WHAT THIS TASK INVOLVES ▸ Output the rows starting at the line containing "Give the mask of every instance of the green" and ending at the line containing "123 58 L 180", with both of those lines included, as a JSON list of strings with one string per line. Leave out blank lines.

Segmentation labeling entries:
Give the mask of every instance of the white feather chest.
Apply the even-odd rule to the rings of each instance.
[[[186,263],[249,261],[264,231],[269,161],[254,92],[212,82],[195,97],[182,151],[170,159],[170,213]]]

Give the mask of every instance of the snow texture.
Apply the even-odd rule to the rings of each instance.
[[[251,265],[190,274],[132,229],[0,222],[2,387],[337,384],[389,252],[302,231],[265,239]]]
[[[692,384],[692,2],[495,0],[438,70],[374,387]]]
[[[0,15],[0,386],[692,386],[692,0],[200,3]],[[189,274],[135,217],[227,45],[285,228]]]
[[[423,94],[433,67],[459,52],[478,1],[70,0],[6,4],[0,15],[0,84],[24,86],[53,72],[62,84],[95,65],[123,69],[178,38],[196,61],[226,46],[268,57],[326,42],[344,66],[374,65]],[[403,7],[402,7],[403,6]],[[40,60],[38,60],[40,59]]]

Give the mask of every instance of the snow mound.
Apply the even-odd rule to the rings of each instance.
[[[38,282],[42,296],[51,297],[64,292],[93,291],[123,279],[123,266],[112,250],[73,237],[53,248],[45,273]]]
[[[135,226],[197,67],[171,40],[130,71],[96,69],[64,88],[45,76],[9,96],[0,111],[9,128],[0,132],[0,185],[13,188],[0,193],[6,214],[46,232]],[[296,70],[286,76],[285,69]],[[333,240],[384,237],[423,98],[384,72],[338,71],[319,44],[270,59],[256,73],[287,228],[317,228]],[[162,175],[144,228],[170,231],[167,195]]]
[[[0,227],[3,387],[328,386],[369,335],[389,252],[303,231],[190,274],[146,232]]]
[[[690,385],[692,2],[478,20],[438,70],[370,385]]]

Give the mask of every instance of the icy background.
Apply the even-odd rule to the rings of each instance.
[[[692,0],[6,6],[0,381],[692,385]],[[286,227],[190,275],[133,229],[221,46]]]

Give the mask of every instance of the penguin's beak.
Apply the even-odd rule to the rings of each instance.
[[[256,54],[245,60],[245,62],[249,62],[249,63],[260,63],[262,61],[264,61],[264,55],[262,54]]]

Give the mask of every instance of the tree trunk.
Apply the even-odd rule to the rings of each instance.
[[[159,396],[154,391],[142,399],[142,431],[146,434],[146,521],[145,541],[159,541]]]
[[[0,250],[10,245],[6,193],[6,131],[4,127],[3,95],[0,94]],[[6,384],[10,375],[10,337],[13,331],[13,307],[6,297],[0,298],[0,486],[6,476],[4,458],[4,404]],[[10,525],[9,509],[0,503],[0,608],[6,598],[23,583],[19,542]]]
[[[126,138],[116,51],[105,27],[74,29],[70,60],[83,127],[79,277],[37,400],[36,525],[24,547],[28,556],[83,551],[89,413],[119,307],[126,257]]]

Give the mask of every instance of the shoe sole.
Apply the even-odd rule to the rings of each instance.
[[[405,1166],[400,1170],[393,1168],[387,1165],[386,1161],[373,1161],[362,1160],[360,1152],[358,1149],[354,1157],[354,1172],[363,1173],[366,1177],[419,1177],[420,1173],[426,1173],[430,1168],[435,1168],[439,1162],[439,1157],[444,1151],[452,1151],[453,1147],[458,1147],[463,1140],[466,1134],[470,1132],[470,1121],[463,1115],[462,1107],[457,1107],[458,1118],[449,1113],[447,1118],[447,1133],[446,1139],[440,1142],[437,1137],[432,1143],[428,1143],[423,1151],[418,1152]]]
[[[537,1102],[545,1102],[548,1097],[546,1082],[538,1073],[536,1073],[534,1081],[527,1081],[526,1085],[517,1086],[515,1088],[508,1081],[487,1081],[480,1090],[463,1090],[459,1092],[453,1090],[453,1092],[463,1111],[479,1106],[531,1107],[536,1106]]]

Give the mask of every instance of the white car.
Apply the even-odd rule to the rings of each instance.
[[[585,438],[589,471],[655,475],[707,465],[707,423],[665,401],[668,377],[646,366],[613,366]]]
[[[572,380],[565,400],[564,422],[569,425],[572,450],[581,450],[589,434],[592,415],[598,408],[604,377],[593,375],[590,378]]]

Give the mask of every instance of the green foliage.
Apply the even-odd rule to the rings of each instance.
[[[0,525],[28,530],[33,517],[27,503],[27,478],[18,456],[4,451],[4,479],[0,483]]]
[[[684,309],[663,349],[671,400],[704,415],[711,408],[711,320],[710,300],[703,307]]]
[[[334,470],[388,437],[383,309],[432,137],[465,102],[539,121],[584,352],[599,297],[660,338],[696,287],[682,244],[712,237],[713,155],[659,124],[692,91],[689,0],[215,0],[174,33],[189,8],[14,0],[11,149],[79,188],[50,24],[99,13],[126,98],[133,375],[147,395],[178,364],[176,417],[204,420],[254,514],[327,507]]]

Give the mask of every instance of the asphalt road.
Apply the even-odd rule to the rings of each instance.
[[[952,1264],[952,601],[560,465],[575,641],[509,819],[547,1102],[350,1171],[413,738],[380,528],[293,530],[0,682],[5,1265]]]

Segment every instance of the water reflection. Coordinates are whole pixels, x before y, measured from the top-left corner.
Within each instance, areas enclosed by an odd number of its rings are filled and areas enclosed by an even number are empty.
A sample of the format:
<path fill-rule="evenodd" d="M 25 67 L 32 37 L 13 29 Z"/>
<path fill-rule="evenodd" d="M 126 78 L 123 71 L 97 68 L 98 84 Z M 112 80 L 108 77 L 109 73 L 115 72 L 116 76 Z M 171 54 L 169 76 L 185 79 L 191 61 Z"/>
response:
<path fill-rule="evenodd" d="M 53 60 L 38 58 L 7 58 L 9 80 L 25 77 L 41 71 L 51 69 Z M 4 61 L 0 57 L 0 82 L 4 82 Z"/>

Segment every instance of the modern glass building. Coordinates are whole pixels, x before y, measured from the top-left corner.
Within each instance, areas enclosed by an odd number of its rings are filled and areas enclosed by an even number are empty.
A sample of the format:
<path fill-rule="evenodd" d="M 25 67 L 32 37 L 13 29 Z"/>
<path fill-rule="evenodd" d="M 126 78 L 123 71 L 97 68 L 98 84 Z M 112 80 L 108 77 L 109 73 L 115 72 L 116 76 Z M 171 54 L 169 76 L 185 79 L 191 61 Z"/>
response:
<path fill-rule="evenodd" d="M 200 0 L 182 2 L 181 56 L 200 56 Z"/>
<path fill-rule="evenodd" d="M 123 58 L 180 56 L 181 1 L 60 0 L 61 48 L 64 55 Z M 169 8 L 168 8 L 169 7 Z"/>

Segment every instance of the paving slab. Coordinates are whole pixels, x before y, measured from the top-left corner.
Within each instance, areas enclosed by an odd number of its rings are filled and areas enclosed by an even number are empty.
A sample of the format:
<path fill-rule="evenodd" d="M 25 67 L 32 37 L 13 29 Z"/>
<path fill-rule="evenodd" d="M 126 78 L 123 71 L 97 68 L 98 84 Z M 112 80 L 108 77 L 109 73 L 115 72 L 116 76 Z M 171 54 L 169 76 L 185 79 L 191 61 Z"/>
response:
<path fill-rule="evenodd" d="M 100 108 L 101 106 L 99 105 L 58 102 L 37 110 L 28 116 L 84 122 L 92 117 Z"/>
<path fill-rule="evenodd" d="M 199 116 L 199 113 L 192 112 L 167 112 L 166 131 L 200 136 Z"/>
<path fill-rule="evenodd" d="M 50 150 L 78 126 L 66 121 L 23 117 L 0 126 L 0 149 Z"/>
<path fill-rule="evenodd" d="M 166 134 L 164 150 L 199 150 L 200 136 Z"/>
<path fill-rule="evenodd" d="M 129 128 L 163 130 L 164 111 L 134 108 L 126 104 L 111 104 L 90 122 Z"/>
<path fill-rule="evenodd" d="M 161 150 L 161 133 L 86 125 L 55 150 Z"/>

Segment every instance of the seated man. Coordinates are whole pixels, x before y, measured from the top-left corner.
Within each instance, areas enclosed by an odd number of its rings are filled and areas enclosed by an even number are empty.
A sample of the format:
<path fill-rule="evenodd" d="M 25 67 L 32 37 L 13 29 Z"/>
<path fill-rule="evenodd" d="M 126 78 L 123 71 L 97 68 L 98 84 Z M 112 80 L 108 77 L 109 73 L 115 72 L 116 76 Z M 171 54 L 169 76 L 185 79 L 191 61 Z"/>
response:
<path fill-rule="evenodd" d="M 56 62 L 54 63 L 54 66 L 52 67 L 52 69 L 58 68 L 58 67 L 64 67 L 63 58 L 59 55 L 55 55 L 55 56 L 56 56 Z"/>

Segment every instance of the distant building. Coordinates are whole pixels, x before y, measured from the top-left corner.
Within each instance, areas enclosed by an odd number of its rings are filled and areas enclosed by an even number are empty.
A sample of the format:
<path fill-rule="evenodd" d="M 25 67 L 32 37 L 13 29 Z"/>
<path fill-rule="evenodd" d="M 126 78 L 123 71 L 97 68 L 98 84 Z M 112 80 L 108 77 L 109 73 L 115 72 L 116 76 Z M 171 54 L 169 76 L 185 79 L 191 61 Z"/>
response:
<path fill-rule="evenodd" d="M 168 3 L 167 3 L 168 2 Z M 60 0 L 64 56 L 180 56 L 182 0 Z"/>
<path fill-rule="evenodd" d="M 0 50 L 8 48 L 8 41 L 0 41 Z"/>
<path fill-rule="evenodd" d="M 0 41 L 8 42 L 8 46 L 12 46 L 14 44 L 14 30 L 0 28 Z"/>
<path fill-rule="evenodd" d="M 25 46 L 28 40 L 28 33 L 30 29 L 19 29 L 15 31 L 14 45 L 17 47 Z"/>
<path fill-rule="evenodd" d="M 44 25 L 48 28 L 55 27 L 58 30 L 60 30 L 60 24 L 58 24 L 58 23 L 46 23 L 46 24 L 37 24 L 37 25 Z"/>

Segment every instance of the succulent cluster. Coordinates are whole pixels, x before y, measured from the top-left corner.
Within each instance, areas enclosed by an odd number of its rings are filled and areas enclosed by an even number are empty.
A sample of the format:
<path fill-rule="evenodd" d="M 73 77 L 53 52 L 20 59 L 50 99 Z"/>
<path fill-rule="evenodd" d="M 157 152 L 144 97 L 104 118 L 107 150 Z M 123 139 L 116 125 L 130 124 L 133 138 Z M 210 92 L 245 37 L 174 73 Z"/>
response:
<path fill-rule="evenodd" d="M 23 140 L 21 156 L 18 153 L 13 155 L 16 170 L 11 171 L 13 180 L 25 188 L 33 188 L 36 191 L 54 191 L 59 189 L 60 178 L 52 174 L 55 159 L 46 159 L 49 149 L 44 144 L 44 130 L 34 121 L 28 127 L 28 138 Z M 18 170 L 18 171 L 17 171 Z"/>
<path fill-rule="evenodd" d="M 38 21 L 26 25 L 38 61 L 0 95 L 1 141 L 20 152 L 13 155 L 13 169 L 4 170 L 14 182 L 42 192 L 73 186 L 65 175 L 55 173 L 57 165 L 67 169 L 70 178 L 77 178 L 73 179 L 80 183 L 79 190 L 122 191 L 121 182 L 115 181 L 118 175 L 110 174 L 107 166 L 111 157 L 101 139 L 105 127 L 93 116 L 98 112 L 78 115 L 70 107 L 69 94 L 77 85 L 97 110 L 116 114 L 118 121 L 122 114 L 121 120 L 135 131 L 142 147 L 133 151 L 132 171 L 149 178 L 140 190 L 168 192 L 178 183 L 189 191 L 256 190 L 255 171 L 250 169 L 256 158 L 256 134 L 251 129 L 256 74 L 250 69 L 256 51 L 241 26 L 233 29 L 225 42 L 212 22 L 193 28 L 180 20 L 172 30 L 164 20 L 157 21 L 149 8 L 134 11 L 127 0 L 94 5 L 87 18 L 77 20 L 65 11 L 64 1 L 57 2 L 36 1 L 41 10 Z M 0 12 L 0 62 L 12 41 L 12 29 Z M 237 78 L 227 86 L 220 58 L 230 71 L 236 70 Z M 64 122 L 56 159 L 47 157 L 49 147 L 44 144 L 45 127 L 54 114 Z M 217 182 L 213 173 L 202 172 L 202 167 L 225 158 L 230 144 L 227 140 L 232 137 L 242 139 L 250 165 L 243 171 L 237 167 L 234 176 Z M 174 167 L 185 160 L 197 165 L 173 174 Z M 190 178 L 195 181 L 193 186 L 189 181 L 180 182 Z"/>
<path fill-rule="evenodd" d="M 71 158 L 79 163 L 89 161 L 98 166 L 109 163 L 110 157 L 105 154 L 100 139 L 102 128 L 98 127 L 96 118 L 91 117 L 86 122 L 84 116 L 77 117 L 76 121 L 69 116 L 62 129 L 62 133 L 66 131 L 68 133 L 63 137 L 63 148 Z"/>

WRITTEN SOLUTION ▸
[
  "Give the mask of every instance of the green foliage.",
  "Apply the even-odd rule to the rings of each instance.",
  "[[[0,525],[28,530],[33,517],[27,503],[27,478],[18,456],[4,451],[4,479],[0,483]]]",
  "[[[684,309],[663,349],[671,400],[704,415],[711,408],[711,320],[710,300],[703,307]]]",
  "[[[334,470],[388,437],[383,309],[432,137],[465,102],[539,121],[584,352],[599,297],[660,338],[696,287],[682,244],[712,237],[713,155],[659,124],[692,91],[689,0],[215,0],[174,33],[189,8],[14,0],[11,149],[79,188],[50,24],[99,13],[126,98],[133,375],[147,395],[178,364],[176,417],[204,420],[254,514],[327,507]]]",
  "Give the mask of every instance of the asphalt road.",
  "Apply the even-odd rule to the rings of each instance.",
  "[[[952,1264],[952,601],[560,465],[575,641],[509,819],[547,1102],[350,1171],[413,738],[380,528],[293,530],[0,682],[5,1265]]]",
  "Segment every instance of the water reflection. Coordinates are whole pixels, x before y, measured from the top-left corner.",
  "Within each instance, areas enclosed by an odd number of its rings are filled and areas enclosed by an even number are empty.",
  "A sample of the format:",
  "<path fill-rule=\"evenodd\" d=\"M 25 67 L 32 37 L 13 29 Z\"/>",
  "<path fill-rule=\"evenodd\" d=\"M 126 78 L 123 71 L 97 68 L 98 84 Z M 112 80 L 108 77 L 109 73 L 115 72 L 116 76 Z M 171 54 L 169 76 L 185 79 L 191 61 Z\"/>",
  "response:",
  "<path fill-rule=\"evenodd\" d=\"M 53 60 L 38 58 L 7 58 L 9 80 L 25 77 L 41 71 L 51 69 Z M 4 61 L 0 57 L 0 82 L 4 82 Z\"/>",
  "Segment every instance of the modern glass building. Coordinates are whole pixels, x before y, measured from the top-left corner.",
  "Within each instance, areas enclosed by an odd number of its rings are filled and areas enclosed by an even number are empty.",
  "A sample of the format:",
  "<path fill-rule=\"evenodd\" d=\"M 25 67 L 32 37 L 13 29 Z\"/>",
  "<path fill-rule=\"evenodd\" d=\"M 126 78 L 123 71 L 97 68 L 98 84 Z M 112 80 L 108 77 L 109 73 L 115 72 L 116 76 Z M 171 54 L 169 76 L 185 79 L 191 61 Z\"/>",
  "response:",
  "<path fill-rule=\"evenodd\" d=\"M 200 0 L 182 2 L 181 56 L 200 56 Z\"/>",
  "<path fill-rule=\"evenodd\" d=\"M 123 58 L 180 56 L 181 1 L 60 0 L 61 48 L 64 55 Z M 169 8 L 168 8 L 169 7 Z\"/>"
]